*Problem set*:
(a) Reproduce the part of the birthday post that opens with the words containing "Yesterday was a" and closes with "around our home.".
(b) Take the birthday post further, picking up after its final sentence.

*Page excerpt*:
+ + + +

Yesterday was a banner birthday. I made it to the age of 57. I also got a gaggle of friends to buy $900 worth of cooking oil for some clients in need at our emergency food pantry (See http://hnkconnect.com/). And wrote a new post for my blog – the first in a while. “A Duck’s Charm” – You can read it at http://hnkconnect.blogspot.com/2012/04/ducks-charm.html.
My wife blessed me by making homemade tapioca pudding, laboring over the pot for an hour. This coming weekend, with all my four turning-adult kids home, we’ll go to a favorite Vietnamese restaurant for a bowl of noodles, comfort food that reminds us of our years in China. And we’ll eat frog legs (a joke about cake and ice cream from when our kids were small fry.) Such is the fun of a birthday around our home.
A friend, on hearing my age, proceeded to share how her mother had died at 57. And then went on to relate all the people she knew dying of cancer. Bless her heart, she’s beaten those odds and then some, a generation older than me and still in great health.

+ + + +

(Point-per-instance localization data)
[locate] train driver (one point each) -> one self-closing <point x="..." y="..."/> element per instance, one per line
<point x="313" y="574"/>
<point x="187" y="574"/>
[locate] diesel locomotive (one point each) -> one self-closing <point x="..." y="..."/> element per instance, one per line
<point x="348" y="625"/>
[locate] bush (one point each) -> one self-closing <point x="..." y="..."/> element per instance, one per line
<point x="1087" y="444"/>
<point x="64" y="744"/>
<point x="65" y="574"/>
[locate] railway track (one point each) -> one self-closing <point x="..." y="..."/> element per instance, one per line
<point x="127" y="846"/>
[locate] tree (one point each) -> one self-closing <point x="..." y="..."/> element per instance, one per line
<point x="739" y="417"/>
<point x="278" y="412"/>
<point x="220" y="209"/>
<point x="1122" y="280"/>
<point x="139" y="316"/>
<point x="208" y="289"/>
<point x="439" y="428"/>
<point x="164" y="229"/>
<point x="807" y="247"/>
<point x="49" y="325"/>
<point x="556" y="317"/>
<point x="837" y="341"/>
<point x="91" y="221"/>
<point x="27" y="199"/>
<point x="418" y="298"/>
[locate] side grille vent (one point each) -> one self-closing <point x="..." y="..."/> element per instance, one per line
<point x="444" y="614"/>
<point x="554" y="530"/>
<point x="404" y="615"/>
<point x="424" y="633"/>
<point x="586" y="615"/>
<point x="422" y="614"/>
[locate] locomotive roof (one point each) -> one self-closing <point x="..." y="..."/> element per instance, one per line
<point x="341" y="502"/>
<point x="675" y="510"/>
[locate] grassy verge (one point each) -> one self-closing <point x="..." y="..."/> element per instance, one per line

+ + + +

*Written responses*:
(a)
Yesterday was a banner birthday. I made it to the age of 57. I also got a gaggle of friends to buy $900 worth of cooking oil for some clients in need at our emergency food pantry (See http://hnkconnect.com/). And wrote a new post for my blog – the first in a while. “A Duck’s Charm” – You can read it at http://hnkconnect.blogspot.com/2012/04/ducks-charm.html.
My wife blessed me by making homemade tapioca pudding, laboring over the pot for an hour. This coming weekend, with all my four turning-adult kids home, we’ll go to a favorite Vietnamese restaurant for a bowl of noodles, comfort food that reminds us of our years in China. And we’ll eat frog legs (a joke about cake and ice cream from when our kids were small fry.) Such is the fun of a birthday around our home.

(b)
You never know about life. This past year, I’ve weathered my first hospital stay since I was born, a check up on the old ticker that proved merely a temporary scare. One son did the same trick and the other son made it through a year in Afghanistan unscathed. It’s been a year of financial ups and downs, more the latter. Vegetables were grown, holidays were celebrated, a daughter graduated from high school, and people were served.
Yesterday I took time to reflect on where life is headed. I noted that it never fails to delight – or disappoint. I reminded myself that the good life is not about one giant step or some magnificent achievement, but a thousand, zillion tiny, almost imperceptible decisions to do right. Life is less about where you go than how you get there.
So as I have tried to do for so many birthdays, I recommitted myself to loving God with my whole being and loving my neighbor as myself. Everything else is extra.